> _PASSAGE_:
Global Foreign Direct Investment (FDI) saw a notable recovery in 2025, increasing by 15% to USD 1,660 billion, according to the OECD’s April 2026 report. While the headline figure suggests a broad recovery, the growth was unevenly distributed.
Excluding large fluctuations in specific European economies, global flows grew by a more modest 6%. A key characteristic of this period was that investment was largely fueled by intra-company loans and reinvested earnings rather than new equity investments. The United States remained the world's top destination for FDI, receiving USD 288 billion, followed by China and Brazil.
A key concern highlighted in the report is the slowdown in greenfield investment—new projects that typically create jobs and build productive capacity. Both the number of projects and total spending declined globally. However, the investment that did occur was highly concentrated: just five countries, the US, France, India, the UK, and Australia, accounted for 46% of global greenfield capital expenditure, placing India among the top destinations for large-scale projects.
Cross-border M&A activity remained resilient, growing by 8% globally. Looking toward 2026, the OECD warns that geopolitical tensions, persistent inflation, and the Middle East crisis may weigh heavily on future investment prospects.
Key Statistical and Economic Benchmarks
Global Inflows: Reached USD 1,660 billion, a 15% increase over 2024.
Top Recipients: United States (USD 288bn), China (USD 80bn), and Brazil (USD 77bn).
Top Sources: United States (USD 310bn), Japan (USD 186bn), and China (USD 157bn).

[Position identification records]
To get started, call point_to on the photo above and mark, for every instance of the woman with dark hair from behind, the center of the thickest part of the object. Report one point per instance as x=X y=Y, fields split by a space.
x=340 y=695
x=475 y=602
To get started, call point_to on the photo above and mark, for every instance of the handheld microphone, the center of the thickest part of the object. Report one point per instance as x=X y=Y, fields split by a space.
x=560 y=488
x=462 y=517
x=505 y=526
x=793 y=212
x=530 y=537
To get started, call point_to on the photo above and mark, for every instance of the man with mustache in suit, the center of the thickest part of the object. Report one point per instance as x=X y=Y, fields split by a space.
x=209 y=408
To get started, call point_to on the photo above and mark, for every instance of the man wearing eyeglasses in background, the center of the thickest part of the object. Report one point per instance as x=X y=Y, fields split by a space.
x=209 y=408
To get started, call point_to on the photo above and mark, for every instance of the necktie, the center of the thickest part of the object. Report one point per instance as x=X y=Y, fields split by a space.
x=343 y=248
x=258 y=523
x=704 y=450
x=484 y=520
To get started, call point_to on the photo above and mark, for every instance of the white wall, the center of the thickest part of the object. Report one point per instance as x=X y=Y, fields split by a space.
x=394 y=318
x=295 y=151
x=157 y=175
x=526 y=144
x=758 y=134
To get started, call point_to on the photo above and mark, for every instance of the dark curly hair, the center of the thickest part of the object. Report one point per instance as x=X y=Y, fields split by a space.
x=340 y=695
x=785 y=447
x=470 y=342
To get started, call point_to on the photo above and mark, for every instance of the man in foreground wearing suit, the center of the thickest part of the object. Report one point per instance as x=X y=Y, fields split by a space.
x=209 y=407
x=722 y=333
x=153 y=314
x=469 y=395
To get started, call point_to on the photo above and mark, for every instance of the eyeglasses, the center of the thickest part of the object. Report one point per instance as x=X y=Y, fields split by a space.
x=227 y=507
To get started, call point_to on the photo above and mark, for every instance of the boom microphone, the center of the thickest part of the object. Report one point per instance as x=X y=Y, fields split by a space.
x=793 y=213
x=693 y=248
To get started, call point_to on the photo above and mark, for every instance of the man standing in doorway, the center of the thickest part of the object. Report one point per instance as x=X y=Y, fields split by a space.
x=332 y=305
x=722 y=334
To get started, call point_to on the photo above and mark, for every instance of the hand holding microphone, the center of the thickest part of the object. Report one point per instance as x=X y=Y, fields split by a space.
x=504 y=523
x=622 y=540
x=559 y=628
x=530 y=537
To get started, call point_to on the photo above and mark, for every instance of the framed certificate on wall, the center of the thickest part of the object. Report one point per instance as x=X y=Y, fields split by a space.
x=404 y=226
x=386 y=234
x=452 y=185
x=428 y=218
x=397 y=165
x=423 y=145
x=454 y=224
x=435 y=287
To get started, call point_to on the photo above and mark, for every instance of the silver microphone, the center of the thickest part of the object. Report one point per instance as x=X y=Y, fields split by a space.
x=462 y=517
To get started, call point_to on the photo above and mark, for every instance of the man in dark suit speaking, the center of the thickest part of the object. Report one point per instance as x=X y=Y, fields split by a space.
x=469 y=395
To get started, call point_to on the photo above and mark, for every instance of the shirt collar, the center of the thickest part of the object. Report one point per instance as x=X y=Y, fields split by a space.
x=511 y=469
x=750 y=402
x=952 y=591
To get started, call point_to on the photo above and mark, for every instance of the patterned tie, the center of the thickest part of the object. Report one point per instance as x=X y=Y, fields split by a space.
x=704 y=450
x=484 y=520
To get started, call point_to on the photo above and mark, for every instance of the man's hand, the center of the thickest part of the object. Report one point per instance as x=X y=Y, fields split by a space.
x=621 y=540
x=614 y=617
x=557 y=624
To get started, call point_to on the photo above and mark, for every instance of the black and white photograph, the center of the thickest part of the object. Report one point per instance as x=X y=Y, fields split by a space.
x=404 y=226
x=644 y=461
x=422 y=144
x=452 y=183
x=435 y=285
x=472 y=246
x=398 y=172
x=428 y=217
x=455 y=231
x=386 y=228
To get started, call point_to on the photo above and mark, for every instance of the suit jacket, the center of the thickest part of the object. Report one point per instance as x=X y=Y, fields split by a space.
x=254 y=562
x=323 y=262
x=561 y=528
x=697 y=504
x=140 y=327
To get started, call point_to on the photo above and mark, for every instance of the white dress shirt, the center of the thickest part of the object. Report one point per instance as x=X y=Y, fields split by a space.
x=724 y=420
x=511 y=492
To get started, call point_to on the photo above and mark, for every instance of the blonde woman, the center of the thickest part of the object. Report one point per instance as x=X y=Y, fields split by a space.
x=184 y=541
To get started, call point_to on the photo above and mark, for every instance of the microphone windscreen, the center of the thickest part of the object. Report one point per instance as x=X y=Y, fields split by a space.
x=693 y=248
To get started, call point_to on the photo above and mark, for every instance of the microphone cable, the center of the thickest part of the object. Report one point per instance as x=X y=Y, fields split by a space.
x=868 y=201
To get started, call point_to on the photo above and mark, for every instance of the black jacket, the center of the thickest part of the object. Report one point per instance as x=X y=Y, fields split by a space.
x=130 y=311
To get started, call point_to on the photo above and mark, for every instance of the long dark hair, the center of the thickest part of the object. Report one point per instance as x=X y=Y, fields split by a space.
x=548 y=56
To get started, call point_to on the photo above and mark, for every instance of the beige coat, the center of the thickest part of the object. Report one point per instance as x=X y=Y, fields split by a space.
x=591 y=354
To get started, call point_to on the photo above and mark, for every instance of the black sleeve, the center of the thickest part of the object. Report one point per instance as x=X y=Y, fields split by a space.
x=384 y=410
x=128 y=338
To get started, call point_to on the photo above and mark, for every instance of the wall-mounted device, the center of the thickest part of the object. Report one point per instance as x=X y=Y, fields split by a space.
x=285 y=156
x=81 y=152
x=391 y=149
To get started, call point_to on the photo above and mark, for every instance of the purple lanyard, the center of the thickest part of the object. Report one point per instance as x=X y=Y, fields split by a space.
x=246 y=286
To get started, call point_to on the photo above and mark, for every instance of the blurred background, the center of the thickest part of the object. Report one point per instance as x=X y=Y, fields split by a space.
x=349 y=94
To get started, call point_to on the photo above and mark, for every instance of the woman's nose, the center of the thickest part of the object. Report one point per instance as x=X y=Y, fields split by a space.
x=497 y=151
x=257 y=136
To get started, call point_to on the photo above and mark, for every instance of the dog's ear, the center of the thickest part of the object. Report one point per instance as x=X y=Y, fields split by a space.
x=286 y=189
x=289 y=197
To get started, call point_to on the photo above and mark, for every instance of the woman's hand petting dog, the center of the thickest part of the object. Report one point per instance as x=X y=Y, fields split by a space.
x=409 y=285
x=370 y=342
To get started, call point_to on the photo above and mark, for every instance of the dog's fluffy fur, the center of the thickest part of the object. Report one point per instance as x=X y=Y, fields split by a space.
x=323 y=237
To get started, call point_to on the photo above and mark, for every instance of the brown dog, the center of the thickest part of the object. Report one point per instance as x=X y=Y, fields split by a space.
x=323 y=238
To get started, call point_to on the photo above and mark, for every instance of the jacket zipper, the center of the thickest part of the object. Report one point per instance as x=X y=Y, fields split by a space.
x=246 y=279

> _WHAT TO PRODUCE_:
Pick up the piece on global foreign direct investment in 2025 after its last line and keep writing it.

> _ANSWER TO THE TASK_:
Equity Slump: FDI equity flows in OECD countries fell by 84% (or 25% excluding volatile European data).
Non-OECD G20 Growth: Recorded a massive 42% increase in FDI inflows.
Greenfield Concentration: Five host economies, including India, received nearly half of all global greenfield capital expenditure.
Policy Relevance
Resilience in Capital Attraction: India recorded USD 39.1 billion in FDI inflows in 2025, a significant jump from USD 27.1 billion in 2024. This underscores India's growing status as a preferred destination for long-term productive assets.
Global Corporate Expansion: Indian outward FDI surged to USD 35.7 billion, reflecting the increasing global footprint and maturity of Indian multinational corporations.
Greenfield Leadership: Being ranked among the top five global destinations for greenfield capital expenditure validates the "Make in India" initiative and the success of Production Linked Incentive (PLI) schemes in attracting large-scale manufacturing.
Strong Inward Position: India's total inward FDI stock reached USD 559 billion (13.6% of GDP), providing a stable foundation for capital-intensive sectors like technology and infrastructure.
Navigating Global Volatility: As the OECD warns of a difficult 2026 due to the Middle East crisis, India’s focus on diversifying energy and trade routes is critical to maintaining its status as a "safe haven" for international capital.
What is "Greenfield Investment"?
Greenfield investment is a type of FDI where a parent company starts a new venture in a foreign country by constructing new operational facilities from the ground up. This differs from "Brownfield" investments, like Mergers & Acquisitions (M&A), where a company buys an existing firm.
In the OECD 2026 report, greenfield investment is a critical metric because it represents "productive capacity", new factories, offices, and infrastructure that directly create jobs and physical assets. While the number of these projects stalled globally in 2025, India remained a premier destination for the high-value capital expenditure associated with these large-scale developments.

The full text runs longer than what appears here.